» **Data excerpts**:
--
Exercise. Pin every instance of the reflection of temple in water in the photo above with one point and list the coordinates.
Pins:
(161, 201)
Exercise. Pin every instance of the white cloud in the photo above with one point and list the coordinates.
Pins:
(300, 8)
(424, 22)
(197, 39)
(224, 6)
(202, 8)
--
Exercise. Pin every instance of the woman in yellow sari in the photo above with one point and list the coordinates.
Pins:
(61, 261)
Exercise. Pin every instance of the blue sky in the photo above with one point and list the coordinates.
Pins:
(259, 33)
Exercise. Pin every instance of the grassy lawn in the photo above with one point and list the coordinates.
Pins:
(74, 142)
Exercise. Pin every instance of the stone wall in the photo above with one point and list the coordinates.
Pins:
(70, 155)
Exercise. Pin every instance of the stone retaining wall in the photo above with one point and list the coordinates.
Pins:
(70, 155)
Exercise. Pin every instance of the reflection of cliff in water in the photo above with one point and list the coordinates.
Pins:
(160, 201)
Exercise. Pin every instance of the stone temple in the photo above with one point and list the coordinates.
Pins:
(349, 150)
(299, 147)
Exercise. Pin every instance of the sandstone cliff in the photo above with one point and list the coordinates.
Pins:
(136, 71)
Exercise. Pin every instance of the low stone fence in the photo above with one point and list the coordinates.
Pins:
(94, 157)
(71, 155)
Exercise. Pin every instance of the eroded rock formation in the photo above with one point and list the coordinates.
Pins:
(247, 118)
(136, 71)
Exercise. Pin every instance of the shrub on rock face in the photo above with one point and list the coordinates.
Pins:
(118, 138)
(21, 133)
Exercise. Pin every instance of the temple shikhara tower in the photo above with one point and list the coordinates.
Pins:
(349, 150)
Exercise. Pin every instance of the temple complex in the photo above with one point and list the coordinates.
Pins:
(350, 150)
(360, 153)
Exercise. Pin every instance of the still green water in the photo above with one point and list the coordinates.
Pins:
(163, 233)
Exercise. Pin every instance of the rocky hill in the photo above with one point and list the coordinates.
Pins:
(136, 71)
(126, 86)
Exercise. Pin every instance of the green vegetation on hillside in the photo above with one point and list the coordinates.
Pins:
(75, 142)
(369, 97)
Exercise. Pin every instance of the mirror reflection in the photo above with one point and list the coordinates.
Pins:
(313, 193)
--
» **Assignment**: Print again the lines of the entries above that fall between the line holding "Exercise. Pin every instance of the low" and the line holding "Exercise. Pin every instance of the eroded", inclusive, exactly as they stand.

» **Written answer**:
Exercise. Pin every instance of the low stone fence in the photo above with one point and list the coordinates.
Pins:
(94, 157)
(71, 155)
Exercise. Pin every instance of the eroded rock formation in the photo above with one point and list the coordinates.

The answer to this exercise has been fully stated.